- **SOBRE A TAREFA**
Pode reescrever todo o material abaixo trocando "wooden" por "timber" e deixando todo o resto igual?

- **MATERIAL A PROCESSAR**
□ □ □

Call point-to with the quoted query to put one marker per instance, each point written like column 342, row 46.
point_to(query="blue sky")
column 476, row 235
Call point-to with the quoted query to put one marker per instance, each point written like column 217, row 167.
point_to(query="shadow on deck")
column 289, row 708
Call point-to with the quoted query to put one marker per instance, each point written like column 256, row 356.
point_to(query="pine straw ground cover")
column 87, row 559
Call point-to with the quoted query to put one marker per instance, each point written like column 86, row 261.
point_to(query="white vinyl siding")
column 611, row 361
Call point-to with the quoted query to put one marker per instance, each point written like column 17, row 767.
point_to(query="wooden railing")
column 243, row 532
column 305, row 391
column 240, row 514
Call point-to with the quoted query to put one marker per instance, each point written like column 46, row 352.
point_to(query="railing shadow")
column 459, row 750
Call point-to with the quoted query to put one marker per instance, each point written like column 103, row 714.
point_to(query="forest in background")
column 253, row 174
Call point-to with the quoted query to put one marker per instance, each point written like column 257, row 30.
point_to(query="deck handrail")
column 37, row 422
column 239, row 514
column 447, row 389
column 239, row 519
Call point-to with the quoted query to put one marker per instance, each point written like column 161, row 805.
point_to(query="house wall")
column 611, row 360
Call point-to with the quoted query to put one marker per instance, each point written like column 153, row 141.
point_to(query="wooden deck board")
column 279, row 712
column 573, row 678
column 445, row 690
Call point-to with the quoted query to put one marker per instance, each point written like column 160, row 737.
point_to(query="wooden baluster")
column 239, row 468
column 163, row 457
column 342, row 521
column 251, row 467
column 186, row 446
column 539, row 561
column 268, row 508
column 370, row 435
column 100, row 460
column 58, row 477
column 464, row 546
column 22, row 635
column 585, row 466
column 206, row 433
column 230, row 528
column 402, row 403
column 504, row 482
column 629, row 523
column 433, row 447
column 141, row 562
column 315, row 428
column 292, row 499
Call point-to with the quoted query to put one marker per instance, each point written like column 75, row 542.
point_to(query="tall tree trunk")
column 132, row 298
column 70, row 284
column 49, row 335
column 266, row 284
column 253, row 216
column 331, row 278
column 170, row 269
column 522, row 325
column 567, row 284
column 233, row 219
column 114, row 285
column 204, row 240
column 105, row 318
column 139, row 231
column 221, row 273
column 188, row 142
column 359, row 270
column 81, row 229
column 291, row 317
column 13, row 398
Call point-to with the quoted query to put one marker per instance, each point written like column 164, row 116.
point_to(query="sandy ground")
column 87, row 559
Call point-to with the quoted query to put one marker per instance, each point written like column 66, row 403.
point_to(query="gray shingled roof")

□ □ □

- **SOLUÇÃO ABAIXO**
Call point-to with the quoted query to put one marker per instance, each point written like column 342, row 46.
point_to(query="blue sky")
column 476, row 235
Call point-to with the quoted query to put one marker per instance, each point written like column 217, row 167.
point_to(query="shadow on deck")
column 289, row 708
Call point-to with the quoted query to put one marker per instance, each point written like column 256, row 356.
point_to(query="pine straw ground cover")
column 87, row 559
Call point-to with the quoted query to put one marker per instance, each point written like column 86, row 261.
point_to(query="white vinyl siding")
column 611, row 361
Call point-to with the quoted query to put one marker per instance, each point written like column 17, row 767.
point_to(query="timber railing")
column 243, row 532
column 305, row 391
column 240, row 514
Call point-to with the quoted query to put one marker per instance, each point written like column 46, row 352.
point_to(query="railing shadow")
column 459, row 750
Call point-to with the quoted query to put one marker per instance, each point written like column 103, row 714.
point_to(query="forest in background")
column 253, row 174
Call point-to with the quoted query to put one marker per instance, each point written like column 257, row 30.
point_to(query="deck handrail")
column 37, row 422
column 239, row 514
column 447, row 389
column 239, row 519
Call point-to with the quoted query to put one marker per instance, each point written like column 161, row 805.
point_to(query="house wall")
column 611, row 360
Call point-to with the quoted query to put one marker per instance, each point written like column 153, row 141.
point_to(query="timber deck board")
column 279, row 712
column 573, row 678
column 445, row 690
Call point-to with the quoted query to put one marker per instance, each point written like column 160, row 737.
point_to(query="timber baluster")
column 239, row 468
column 163, row 457
column 342, row 521
column 251, row 467
column 186, row 446
column 539, row 561
column 268, row 508
column 370, row 435
column 100, row 460
column 58, row 477
column 464, row 546
column 22, row 635
column 585, row 466
column 206, row 433
column 230, row 528
column 402, row 403
column 504, row 482
column 629, row 523
column 433, row 447
column 141, row 562
column 315, row 428
column 292, row 499
Call point-to with the quoted query to put one marker per instance, each point written like column 75, row 542.
point_to(query="tall tree trunk")
column 132, row 298
column 70, row 284
column 49, row 335
column 266, row 284
column 253, row 216
column 331, row 278
column 170, row 269
column 522, row 325
column 567, row 284
column 233, row 219
column 114, row 285
column 204, row 240
column 105, row 318
column 139, row 231
column 221, row 273
column 188, row 142
column 359, row 270
column 81, row 229
column 291, row 317
column 13, row 398
Call point-to with the quoted query to put one marker per instance, each point written like column 164, row 116.
point_to(query="sandy ground")
column 87, row 559
Call point-to with the quoted query to put one marker per instance, each point written like column 66, row 403.
point_to(query="gray shingled roof")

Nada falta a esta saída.